## Problem
Can you quote the entries below verbatim, omitting the pictures?

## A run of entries
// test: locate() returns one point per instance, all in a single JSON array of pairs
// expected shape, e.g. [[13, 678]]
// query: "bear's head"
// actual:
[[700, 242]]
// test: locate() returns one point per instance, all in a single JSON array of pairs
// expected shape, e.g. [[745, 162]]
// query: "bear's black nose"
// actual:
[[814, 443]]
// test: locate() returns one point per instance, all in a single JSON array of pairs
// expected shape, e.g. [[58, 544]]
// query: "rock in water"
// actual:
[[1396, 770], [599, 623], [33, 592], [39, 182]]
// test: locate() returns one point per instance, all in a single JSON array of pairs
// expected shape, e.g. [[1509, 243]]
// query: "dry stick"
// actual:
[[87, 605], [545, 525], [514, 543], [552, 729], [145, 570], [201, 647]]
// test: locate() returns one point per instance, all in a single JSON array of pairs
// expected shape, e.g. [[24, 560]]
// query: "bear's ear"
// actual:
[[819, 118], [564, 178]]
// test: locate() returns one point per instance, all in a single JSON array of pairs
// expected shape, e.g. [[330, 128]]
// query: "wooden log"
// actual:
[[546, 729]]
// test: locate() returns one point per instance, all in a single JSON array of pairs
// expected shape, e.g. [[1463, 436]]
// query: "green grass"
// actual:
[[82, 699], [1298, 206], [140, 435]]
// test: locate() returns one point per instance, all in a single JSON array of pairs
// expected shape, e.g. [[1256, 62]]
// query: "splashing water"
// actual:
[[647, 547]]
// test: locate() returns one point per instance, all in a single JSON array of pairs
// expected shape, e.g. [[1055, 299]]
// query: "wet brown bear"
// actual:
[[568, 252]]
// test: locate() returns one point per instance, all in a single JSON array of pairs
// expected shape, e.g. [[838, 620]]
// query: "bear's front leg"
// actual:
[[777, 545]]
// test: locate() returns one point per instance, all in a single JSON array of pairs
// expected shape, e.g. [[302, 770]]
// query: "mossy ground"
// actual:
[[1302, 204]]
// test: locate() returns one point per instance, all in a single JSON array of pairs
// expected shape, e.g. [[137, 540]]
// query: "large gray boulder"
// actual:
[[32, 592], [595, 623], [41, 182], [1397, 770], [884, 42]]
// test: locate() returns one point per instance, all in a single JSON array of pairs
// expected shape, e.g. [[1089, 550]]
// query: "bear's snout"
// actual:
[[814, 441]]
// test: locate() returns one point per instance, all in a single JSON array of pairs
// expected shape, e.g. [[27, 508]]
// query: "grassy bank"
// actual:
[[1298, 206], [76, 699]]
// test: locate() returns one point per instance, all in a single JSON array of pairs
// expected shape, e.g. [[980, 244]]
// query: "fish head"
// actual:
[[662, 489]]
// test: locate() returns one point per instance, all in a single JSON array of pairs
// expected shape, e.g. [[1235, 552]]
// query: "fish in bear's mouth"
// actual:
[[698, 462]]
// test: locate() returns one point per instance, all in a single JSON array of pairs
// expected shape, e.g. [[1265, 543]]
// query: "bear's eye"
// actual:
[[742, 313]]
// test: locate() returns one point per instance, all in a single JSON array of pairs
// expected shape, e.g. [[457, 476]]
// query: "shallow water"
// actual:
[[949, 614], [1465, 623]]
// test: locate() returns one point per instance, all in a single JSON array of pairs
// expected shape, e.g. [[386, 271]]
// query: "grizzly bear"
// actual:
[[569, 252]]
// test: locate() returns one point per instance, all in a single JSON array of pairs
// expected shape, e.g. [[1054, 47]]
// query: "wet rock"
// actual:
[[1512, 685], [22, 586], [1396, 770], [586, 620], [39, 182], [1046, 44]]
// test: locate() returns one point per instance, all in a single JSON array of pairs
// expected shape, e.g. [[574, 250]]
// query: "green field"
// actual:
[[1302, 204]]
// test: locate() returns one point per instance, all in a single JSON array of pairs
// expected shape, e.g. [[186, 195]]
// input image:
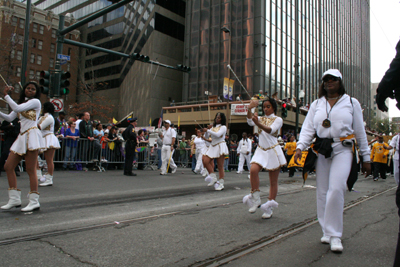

## Answer in full
// test: locate() returns one point per instance, all in a single JSON array of pairs
// expected shape, e.g. [[13, 678]]
// query: "bear's head"
// actual:
[[700, 242]]
// test: locate() returns one point per instance, all in a single JSON array of pairs
// expected shape, e.g. [[745, 162]]
// query: "bear's black nose"
// actual:
[[814, 443]]
// test: locate() returns one point per instance, all in a single JSON array of pairs
// expected shape, e.g. [[58, 544]]
// query: "rock in water"
// actual:
[[1396, 770], [599, 623], [33, 592], [39, 182]]
// test: locate() returns one point per instance, all in a single JSON array of pairs
// expected shape, e.g. [[1509, 243]]
// query: "dry stick"
// actual:
[[87, 605], [545, 525], [514, 543], [552, 729], [145, 570], [201, 647]]
// test: locate() returns one point per instance, all in a single JSON array of pairs
// expected shape, e.g. [[24, 560]]
// query: "bear's ear"
// actual:
[[819, 118], [564, 178]]
// test: locate() returns one point per instance, all in a single JSON array of pairs
// expected shape, e.g. [[330, 128]]
// query: "wooden log"
// actual:
[[546, 729]]
// test: locate() returns one point per instance, all in a single JSON array of pairs
// expected shape, e.g. [[1463, 436]]
// query: "green grass"
// actual:
[[82, 699], [1298, 206], [140, 435]]
// test: locate() returns one point per instance, all in a single JSON array of pairs
// expected shape, e.g. [[1256, 62]]
// query: "splashing water"
// actual:
[[647, 547]]
// test: locate() returns one point per instance, all in a single JSON array of pairs
// expected shape, e.g. [[1055, 299]]
// query: "wet brown bear"
// actual:
[[568, 252]]
// test: locate() returns one point per instance, all in a single JSON array of pairs
// expected shape, e.g. [[838, 620]]
// query: "bear's front leg"
// actual:
[[777, 545]]
// test: locate() returns one point per instance, all in a single JSON array of pairs
// expected shape, e.g. [[302, 770]]
// query: "mossy ground"
// actual:
[[1302, 204]]
// test: locate() returns one point per instance, all in a single JSON array of pairs
// expected shape, e.g. [[137, 540]]
// query: "large gray boulder"
// actual:
[[32, 592], [595, 623], [41, 182], [1397, 770], [884, 42]]
// test: locate() returns one point per instance, all in a single JSON array of pairs
// expected shape, e.g. [[1089, 550]]
// query: "bear's snout"
// actual:
[[814, 441]]
// test: locate() returns one point per instance, all in a single JSON array of pairs
// expected shape, e.g. [[27, 508]]
// query: "grassy bank"
// actual:
[[1298, 206], [76, 699]]
// test: locate() returns one point per instance, all in a single JSON array of pairs
// expected shape, e.g. [[980, 244]]
// query: "fish head"
// actual:
[[662, 489]]
// test: locate() returns one point per instance, all in a single JSON array of pairs
// expected shape, e.g. [[1235, 552]]
// query: "fish in bear's mouth"
// actual:
[[698, 462]]
// test: locate() returns one point per instance, all in a single JSON array of pairs
// expected shape, e.g. [[1265, 543]]
// query: "bear's eye"
// actual:
[[742, 313]]
// test: locate() returns one point per instance, all in a single JSON array of pairs
// expected shape, e.g. [[457, 476]]
// query: "shallow water"
// actual:
[[949, 614], [1465, 623]]
// test: locate() returns one point per instance, all in a single JSON array of pairs
// expected shape, e.g. [[386, 271]]
// query: "grizzly bear"
// actual:
[[569, 252]]
// test: locate() returns one point per instance, all in a single JSON array of pairs
// expected shape, e.g. [[1054, 47]]
// query: "wet rock"
// actual:
[[1512, 685], [22, 586], [1396, 770], [586, 620], [39, 182], [1046, 44]]
// test: locate() returns one point per instance, all in a single JSON array of pairs
// expected shape, e.g. [[574, 250]]
// query: "green field"
// actual:
[[1302, 204]]
// test: locate() returns one point per instance, all in a single JSON array of pairs
// expected shape, e.g. [[186, 195]]
// input image:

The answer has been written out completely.